Stored items:
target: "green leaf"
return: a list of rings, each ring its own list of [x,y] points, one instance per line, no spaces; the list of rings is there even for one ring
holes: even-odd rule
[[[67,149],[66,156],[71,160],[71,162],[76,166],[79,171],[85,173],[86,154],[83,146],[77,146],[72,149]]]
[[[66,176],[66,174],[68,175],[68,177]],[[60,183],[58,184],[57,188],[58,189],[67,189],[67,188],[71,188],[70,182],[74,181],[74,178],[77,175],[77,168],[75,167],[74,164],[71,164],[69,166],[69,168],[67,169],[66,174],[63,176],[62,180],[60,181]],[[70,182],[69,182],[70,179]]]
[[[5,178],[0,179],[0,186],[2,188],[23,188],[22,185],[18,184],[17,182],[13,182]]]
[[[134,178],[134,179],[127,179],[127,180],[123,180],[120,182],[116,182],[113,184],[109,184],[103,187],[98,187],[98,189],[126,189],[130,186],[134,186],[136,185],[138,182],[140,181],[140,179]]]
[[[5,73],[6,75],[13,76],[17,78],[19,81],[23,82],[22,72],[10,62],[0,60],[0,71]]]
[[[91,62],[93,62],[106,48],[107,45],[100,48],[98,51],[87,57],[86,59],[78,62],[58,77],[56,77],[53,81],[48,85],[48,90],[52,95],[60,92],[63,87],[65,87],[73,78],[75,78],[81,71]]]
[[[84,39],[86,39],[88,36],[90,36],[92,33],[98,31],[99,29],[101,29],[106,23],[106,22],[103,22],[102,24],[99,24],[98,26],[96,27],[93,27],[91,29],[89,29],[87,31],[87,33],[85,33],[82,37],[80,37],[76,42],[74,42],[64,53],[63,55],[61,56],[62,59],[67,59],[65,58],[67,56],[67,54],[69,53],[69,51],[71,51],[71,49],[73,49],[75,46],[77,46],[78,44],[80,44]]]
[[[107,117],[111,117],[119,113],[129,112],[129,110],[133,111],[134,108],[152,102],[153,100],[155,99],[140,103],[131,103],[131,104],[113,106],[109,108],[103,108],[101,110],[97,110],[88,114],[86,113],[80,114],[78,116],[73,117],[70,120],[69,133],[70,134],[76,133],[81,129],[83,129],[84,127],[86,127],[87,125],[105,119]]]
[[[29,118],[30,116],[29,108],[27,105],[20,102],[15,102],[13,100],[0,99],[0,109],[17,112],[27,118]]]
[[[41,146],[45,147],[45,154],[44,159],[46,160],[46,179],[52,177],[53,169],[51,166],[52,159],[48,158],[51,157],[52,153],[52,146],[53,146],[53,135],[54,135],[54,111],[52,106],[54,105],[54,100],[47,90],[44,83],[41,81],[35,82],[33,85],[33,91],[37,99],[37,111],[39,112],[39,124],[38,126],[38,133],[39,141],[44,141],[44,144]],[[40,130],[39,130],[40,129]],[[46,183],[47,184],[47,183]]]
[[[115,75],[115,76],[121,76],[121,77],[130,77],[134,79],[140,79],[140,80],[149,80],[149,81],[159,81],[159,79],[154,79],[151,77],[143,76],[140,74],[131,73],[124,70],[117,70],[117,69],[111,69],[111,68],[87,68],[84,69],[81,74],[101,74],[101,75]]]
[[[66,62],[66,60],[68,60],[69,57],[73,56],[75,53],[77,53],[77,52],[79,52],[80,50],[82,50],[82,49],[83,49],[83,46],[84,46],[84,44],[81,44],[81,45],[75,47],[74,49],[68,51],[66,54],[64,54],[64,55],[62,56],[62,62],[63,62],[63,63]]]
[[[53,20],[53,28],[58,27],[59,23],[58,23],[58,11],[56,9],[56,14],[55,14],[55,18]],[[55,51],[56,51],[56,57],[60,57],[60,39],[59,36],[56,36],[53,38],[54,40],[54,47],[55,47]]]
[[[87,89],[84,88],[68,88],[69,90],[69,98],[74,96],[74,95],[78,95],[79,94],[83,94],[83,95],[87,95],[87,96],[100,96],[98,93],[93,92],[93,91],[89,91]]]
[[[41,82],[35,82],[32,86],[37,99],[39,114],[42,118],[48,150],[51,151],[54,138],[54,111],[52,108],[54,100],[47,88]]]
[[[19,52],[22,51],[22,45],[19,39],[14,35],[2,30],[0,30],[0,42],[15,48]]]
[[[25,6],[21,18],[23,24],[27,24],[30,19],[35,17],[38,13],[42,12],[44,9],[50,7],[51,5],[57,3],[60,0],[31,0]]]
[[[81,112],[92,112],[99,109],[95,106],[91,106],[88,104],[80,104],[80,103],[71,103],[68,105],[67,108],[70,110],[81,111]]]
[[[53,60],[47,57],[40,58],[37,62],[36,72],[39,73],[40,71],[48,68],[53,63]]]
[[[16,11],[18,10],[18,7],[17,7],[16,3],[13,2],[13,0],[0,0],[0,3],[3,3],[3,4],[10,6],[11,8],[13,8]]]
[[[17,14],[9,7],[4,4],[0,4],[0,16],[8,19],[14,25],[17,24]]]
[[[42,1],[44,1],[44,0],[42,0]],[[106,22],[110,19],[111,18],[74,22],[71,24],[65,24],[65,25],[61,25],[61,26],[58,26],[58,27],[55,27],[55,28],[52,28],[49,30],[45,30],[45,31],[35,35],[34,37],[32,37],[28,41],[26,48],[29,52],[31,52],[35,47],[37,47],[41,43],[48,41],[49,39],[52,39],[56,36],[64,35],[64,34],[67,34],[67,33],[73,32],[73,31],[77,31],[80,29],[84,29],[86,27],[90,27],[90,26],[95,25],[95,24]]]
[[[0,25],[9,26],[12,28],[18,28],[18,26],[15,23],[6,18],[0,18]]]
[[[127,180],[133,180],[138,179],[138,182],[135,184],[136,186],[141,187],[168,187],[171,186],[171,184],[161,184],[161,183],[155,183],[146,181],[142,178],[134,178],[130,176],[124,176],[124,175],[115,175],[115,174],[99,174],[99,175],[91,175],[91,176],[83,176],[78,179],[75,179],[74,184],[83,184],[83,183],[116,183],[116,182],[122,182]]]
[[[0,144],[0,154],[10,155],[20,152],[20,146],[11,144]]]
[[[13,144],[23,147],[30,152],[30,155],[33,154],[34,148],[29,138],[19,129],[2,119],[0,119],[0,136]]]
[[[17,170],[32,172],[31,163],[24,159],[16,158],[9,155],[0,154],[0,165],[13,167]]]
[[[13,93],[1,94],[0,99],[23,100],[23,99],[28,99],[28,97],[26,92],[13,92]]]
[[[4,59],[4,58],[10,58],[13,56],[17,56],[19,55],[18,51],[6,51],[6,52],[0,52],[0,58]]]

Problem description: Once you have read the data, copy all of it out exactly.

Answer box:
target: "green leaf"
return: a list of rings, each ring its own list of [x,y] points, one instance per line, no spaces; the list of rings is there even for one ring
holes: even-odd rule
[[[67,149],[66,156],[71,160],[71,162],[76,166],[79,171],[85,173],[86,154],[83,146],[77,146],[72,149]]]
[[[66,176],[66,174],[68,175],[68,177]],[[60,183],[58,184],[57,188],[58,189],[67,189],[67,188],[71,188],[70,182],[74,181],[74,178],[77,175],[77,168],[75,167],[74,164],[71,164],[69,166],[69,168],[67,169],[66,174],[63,176],[62,180],[60,181]],[[70,182],[69,182],[70,179]]]
[[[5,178],[0,179],[0,186],[2,188],[23,188],[22,185],[18,184],[17,182],[13,182]]]
[[[134,178],[134,179],[127,179],[127,180],[123,180],[120,182],[116,182],[113,184],[109,184],[103,187],[98,187],[98,189],[126,189],[130,186],[134,186],[136,185],[138,182],[140,181],[140,179]]]
[[[5,73],[6,75],[13,76],[17,78],[19,81],[23,82],[22,72],[10,62],[0,60],[0,71]]]
[[[91,62],[93,62],[106,48],[107,45],[100,48],[98,51],[87,57],[86,59],[78,62],[58,77],[56,77],[53,81],[48,85],[48,90],[52,95],[60,92],[63,87],[65,87],[73,78],[75,78],[81,71]]]
[[[84,39],[86,39],[88,36],[90,36],[92,33],[98,31],[99,29],[101,29],[106,23],[106,22],[103,22],[102,24],[99,24],[98,26],[96,27],[93,27],[91,29],[89,29],[87,31],[87,33],[85,33],[82,37],[80,37],[76,42],[74,42],[64,53],[63,55],[61,56],[62,59],[67,59],[65,58],[67,56],[67,54],[69,53],[69,51],[71,51],[71,49],[73,49],[75,46],[77,46],[78,44],[80,44]]]
[[[107,117],[111,117],[119,113],[129,112],[129,110],[133,111],[134,108],[152,102],[153,100],[155,99],[140,103],[131,103],[131,104],[113,106],[109,108],[103,108],[101,110],[97,110],[88,114],[86,113],[80,114],[78,116],[73,117],[70,120],[69,133],[70,134],[76,133],[81,129],[83,129],[84,127],[86,127],[87,125],[105,119]]]
[[[29,118],[30,116],[29,108],[27,105],[20,102],[15,102],[13,100],[0,99],[0,109],[17,112],[27,118]]]
[[[41,146],[45,147],[45,154],[44,159],[46,160],[46,179],[52,177],[53,169],[51,166],[52,159],[48,158],[51,157],[52,153],[52,146],[53,146],[53,135],[54,135],[54,111],[52,106],[54,105],[54,100],[47,90],[44,83],[41,81],[35,82],[33,85],[33,91],[37,99],[37,111],[39,112],[39,124],[38,126],[38,133],[39,141],[44,141],[44,144]],[[40,130],[39,130],[40,129]],[[46,183],[47,184],[47,183]]]
[[[115,75],[115,76],[121,76],[121,77],[130,77],[134,79],[140,79],[140,80],[149,80],[149,81],[159,81],[159,79],[154,79],[151,77],[143,76],[140,74],[131,73],[124,70],[117,70],[117,69],[111,69],[111,68],[87,68],[84,69],[81,74],[101,74],[101,75]]]
[[[66,62],[66,60],[68,60],[69,57],[73,56],[75,53],[77,53],[77,52],[79,52],[80,50],[82,50],[82,49],[83,49],[83,46],[84,46],[84,44],[81,44],[81,45],[75,47],[74,49],[68,51],[66,54],[64,54],[64,55],[62,56],[62,62],[63,62],[63,63]]]
[[[53,20],[53,28],[58,27],[59,23],[58,23],[58,11],[56,9],[56,14],[55,14],[55,18]],[[55,51],[56,51],[56,57],[60,57],[60,39],[59,36],[56,36],[53,38],[54,40],[54,47],[55,47]]]
[[[87,89],[84,88],[68,88],[69,90],[69,98],[74,96],[74,95],[78,95],[79,94],[83,94],[83,95],[87,95],[87,96],[100,96],[98,93],[93,92],[93,91],[89,91]]]
[[[41,82],[35,82],[32,86],[37,99],[39,114],[42,118],[48,150],[51,151],[54,138],[54,111],[52,108],[54,100],[47,88]]]
[[[19,52],[22,51],[22,45],[19,39],[14,35],[2,30],[0,30],[0,42],[15,48]]]
[[[25,6],[21,18],[23,24],[27,24],[30,19],[35,17],[38,13],[42,12],[44,9],[50,7],[51,5],[57,3],[60,0],[31,0]]]
[[[81,112],[92,112],[99,109],[95,106],[91,106],[88,104],[80,104],[80,103],[71,103],[68,105],[67,108],[70,110],[81,111]]]
[[[53,60],[47,57],[40,58],[37,62],[36,72],[39,73],[40,71],[48,68],[53,63]]]
[[[16,11],[18,10],[18,7],[17,7],[16,3],[13,2],[13,0],[0,0],[0,3],[3,3],[3,4],[10,6],[11,8],[13,8]]]
[[[17,14],[9,7],[4,4],[0,4],[0,16],[8,19],[14,25],[17,24]]]
[[[42,1],[44,1],[44,0],[42,0]],[[106,22],[110,19],[111,18],[74,22],[71,24],[65,24],[65,25],[61,25],[61,26],[58,26],[58,27],[55,27],[55,28],[52,28],[49,30],[45,30],[45,31],[35,35],[34,37],[32,37],[28,41],[26,48],[29,52],[31,52],[35,47],[37,47],[41,43],[48,41],[49,39],[52,39],[56,36],[64,35],[64,34],[67,34],[67,33],[73,32],[73,31],[77,31],[80,29],[84,29],[86,27],[90,27],[90,26],[95,25],[95,24]]]
[[[0,25],[9,26],[12,28],[18,28],[18,26],[15,23],[6,18],[0,18]]]
[[[127,180],[133,180],[138,179],[138,182],[135,184],[136,186],[141,187],[168,187],[171,186],[171,184],[161,184],[161,183],[155,183],[146,181],[142,178],[134,178],[130,176],[124,176],[124,175],[115,175],[115,174],[99,174],[99,175],[91,175],[91,176],[83,176],[78,179],[75,179],[74,184],[83,184],[83,183],[116,183],[116,182],[122,182]]]
[[[0,144],[0,154],[10,155],[20,152],[20,146],[11,144]]]
[[[13,144],[23,147],[30,152],[30,155],[33,154],[34,148],[29,138],[19,129],[2,119],[0,119],[0,136]]]
[[[17,170],[32,172],[31,163],[24,159],[16,158],[9,155],[0,154],[0,165],[13,167]]]
[[[13,93],[1,94],[0,99],[23,100],[23,99],[28,99],[28,97],[26,92],[13,92]]]
[[[4,59],[4,58],[10,58],[13,56],[17,56],[19,55],[18,51],[6,51],[6,52],[0,52],[0,58]]]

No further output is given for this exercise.